Text passage:
=== Begin Enclosure ===
Talked the other day with a doctor who works for a large workers' compensation carrier. He's been asked to design and teach a course for physicians on how to set work restrictions and limitations. He hesitated and stammered a bit and then confessed that he's realized that the emperor has no clothes in this area -- that in fact no doctor (not one) REALLY knows how to do this accurately (in advance) because there is little or no evidence-based science on this topic, nor are there any studies supporting any of the specific estimates that the doctors make about work capacity. In fact, the few studies there have been either refute or fail to address the predictive accuracy of the methods in common use.
=== End Enclosure ===
Questions:
1. In the text on work restrictions, what has the doctor been asked to design and teach?
2. Echo the text on work restrictions word for word, from "Talked the other" to "in common use.".

[Source records]
=== Begin Enclosure ===
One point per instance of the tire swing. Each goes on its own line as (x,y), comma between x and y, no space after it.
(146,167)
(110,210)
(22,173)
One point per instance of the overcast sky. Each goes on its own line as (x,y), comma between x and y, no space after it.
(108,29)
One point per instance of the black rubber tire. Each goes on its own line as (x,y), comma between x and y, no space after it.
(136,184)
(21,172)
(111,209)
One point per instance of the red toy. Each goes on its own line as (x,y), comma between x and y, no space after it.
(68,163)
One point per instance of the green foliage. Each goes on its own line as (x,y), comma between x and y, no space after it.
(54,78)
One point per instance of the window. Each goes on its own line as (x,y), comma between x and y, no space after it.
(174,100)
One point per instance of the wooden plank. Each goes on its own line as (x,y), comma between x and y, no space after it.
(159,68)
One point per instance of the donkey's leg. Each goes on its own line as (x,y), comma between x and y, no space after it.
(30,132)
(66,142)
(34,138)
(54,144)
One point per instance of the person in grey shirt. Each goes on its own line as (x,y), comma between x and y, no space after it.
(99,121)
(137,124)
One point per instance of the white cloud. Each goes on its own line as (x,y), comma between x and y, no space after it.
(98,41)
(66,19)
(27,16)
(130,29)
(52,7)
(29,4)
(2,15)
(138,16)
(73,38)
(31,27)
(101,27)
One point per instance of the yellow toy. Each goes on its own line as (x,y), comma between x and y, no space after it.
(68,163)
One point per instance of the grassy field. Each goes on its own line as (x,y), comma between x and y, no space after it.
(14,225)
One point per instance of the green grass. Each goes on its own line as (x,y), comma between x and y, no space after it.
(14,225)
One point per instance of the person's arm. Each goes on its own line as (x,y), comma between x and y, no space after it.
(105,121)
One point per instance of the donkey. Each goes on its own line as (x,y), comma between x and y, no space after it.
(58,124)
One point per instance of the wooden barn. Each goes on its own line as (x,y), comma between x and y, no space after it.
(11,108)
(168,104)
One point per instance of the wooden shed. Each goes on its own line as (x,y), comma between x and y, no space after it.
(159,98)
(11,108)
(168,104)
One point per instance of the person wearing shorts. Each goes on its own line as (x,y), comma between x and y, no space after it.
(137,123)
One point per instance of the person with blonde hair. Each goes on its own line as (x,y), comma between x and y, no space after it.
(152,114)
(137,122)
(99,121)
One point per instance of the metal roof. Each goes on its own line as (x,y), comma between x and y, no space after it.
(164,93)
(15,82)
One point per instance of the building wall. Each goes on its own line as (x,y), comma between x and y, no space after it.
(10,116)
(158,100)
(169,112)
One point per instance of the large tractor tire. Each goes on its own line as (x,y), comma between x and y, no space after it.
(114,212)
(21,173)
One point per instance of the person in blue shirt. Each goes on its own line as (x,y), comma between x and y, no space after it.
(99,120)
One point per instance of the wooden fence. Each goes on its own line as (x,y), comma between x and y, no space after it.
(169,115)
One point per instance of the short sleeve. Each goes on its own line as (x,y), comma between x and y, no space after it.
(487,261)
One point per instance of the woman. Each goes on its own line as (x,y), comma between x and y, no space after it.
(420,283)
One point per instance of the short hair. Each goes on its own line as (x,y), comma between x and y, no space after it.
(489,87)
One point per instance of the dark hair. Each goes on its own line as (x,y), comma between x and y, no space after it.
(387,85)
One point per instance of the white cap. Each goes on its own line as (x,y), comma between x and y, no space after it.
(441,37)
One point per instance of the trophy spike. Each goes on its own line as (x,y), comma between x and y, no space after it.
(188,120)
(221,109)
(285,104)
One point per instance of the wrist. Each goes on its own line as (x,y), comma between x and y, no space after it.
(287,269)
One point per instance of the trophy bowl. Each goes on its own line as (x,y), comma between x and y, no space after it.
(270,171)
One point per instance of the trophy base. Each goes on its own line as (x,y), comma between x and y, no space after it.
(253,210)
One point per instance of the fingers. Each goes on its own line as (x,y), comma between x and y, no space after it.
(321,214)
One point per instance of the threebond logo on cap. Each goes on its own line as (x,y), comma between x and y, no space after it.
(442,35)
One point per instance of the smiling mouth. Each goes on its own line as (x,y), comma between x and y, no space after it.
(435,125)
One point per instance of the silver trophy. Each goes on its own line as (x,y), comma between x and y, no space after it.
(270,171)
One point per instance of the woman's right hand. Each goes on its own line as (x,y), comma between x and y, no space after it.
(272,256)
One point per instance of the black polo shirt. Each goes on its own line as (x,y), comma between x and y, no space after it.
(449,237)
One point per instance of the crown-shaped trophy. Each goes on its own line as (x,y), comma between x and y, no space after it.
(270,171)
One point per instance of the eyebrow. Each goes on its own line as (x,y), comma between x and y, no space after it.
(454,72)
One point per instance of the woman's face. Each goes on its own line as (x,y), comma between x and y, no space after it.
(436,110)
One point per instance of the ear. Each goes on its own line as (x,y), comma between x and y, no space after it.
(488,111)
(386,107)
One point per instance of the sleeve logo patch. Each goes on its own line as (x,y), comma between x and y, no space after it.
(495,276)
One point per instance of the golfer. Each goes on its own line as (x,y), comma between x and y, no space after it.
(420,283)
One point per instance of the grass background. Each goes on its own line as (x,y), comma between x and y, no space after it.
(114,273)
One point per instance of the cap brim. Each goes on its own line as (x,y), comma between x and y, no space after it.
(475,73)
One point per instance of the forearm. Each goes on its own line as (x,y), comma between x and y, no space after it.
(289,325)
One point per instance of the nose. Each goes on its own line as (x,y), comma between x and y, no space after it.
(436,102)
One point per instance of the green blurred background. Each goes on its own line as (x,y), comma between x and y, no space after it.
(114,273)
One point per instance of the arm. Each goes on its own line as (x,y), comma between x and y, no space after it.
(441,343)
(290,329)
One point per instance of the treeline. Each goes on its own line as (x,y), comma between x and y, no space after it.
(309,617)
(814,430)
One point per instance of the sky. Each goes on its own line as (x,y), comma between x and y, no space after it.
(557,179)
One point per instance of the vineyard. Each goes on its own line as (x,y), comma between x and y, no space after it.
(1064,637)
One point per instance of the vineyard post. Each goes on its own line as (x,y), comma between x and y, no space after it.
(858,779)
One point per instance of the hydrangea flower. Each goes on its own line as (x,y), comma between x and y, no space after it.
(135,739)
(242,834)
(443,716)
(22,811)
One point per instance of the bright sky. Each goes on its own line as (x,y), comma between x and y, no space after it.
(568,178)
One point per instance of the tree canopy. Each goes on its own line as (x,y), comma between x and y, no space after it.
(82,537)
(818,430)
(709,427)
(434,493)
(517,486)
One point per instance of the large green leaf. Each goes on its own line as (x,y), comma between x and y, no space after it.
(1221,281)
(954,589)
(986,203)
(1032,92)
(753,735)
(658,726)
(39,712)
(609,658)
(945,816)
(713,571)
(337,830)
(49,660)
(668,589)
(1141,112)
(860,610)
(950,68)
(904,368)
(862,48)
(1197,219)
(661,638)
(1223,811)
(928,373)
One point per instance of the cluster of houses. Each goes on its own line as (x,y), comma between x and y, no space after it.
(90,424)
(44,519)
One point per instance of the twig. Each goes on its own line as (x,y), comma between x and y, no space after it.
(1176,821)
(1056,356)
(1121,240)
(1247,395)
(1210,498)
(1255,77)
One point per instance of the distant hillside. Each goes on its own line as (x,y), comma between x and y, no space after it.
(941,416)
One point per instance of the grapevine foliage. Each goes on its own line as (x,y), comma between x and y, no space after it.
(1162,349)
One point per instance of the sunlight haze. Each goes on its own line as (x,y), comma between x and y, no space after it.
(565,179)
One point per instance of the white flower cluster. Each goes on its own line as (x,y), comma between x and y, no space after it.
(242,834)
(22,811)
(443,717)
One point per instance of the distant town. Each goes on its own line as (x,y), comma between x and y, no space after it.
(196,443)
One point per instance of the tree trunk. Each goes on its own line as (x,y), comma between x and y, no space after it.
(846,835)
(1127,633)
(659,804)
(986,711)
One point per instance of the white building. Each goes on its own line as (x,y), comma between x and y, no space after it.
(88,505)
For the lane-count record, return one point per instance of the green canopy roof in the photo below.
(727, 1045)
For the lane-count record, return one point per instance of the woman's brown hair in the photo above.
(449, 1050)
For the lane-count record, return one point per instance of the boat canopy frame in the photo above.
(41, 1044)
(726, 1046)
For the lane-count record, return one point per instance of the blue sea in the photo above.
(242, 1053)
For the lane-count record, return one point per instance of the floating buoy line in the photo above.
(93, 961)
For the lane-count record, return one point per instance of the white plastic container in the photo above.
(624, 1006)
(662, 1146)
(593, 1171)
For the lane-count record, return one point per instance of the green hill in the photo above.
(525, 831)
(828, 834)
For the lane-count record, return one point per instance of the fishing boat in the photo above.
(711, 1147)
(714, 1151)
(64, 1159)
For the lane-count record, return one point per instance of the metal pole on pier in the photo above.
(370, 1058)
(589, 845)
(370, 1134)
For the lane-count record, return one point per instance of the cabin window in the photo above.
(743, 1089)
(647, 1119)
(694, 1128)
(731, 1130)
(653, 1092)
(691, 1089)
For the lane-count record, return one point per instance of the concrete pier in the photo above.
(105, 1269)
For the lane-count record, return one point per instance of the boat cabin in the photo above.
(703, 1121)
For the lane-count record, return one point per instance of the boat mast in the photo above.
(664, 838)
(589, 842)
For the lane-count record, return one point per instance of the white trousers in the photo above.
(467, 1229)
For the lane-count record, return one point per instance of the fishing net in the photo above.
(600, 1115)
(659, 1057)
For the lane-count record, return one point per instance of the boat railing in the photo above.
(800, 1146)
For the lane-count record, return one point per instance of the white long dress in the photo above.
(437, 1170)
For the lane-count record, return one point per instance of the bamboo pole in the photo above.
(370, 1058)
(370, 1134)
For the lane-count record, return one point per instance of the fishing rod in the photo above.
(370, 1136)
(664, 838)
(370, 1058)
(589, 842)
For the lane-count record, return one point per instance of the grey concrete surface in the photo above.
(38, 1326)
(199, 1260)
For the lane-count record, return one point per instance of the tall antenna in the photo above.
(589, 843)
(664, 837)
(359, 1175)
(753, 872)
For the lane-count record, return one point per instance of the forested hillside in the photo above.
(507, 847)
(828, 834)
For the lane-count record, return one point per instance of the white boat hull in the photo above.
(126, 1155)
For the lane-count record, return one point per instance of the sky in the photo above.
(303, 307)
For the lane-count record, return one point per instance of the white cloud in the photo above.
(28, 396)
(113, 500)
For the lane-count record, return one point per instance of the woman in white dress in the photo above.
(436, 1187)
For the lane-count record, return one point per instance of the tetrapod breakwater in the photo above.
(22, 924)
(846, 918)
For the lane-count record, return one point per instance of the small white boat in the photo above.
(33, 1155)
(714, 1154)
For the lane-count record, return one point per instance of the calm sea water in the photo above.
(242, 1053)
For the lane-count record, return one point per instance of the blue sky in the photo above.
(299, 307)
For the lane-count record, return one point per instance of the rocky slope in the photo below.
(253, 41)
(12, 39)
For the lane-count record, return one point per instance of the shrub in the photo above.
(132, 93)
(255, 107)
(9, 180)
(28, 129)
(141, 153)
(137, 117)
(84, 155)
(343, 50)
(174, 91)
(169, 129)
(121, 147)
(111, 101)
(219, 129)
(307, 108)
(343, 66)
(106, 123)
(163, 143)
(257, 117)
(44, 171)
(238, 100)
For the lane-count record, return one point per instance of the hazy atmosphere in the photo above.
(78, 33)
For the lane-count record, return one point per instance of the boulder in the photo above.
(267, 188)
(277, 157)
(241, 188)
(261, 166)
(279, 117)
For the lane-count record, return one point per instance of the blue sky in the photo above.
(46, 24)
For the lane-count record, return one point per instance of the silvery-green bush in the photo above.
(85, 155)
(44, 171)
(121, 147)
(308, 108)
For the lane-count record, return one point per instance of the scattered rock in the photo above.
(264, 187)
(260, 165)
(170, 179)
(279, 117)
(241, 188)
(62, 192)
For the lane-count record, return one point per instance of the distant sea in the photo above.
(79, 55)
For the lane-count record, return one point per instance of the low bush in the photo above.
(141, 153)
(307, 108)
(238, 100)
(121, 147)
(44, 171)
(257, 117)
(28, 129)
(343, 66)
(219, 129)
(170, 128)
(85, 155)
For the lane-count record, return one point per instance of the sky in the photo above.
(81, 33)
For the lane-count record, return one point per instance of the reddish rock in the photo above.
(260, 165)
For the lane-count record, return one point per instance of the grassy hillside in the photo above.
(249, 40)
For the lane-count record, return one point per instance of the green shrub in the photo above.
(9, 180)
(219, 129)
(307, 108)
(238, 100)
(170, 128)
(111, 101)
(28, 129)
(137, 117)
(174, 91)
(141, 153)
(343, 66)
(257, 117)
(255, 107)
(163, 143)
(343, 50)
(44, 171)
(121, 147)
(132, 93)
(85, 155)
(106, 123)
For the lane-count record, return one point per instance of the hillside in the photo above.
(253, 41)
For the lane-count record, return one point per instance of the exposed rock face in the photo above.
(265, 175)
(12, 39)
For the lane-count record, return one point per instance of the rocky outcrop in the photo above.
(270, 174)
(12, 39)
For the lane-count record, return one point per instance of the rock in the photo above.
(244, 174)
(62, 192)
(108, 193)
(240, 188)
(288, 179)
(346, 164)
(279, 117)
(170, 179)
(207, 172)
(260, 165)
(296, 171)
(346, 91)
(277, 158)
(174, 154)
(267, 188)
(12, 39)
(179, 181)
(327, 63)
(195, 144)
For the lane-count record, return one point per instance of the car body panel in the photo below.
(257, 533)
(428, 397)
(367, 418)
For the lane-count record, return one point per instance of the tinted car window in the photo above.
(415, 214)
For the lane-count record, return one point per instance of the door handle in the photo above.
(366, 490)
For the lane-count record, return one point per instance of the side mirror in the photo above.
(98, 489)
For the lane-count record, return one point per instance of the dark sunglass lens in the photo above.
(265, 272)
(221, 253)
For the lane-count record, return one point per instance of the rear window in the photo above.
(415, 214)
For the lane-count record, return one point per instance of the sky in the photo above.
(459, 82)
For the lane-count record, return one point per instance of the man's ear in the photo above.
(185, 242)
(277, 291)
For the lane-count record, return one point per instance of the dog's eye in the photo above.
=== End Enclosure ===
Solution set:
1. A course for physicians on how to set work restrictions and limitations.

2.
Talked the other day with a doctor who works for a large workers' compensation carrier. He's been asked to design and teach a course for physicians on how to set work restrictions and limitations. He hesitated and stammered a bit and then confessed that he's realized that the emperor has no clothes in this area -- that in fact no doctor (not one) REALLY knows how to do this accurately (in advance) because there is little or no evidence-based science on this topic, nor are there any studies supporting any of the specific estimates that the doctors make about work capacity. In fact, the few studies there have been either refute or fail to address the predictive accuracy of the methods in common use.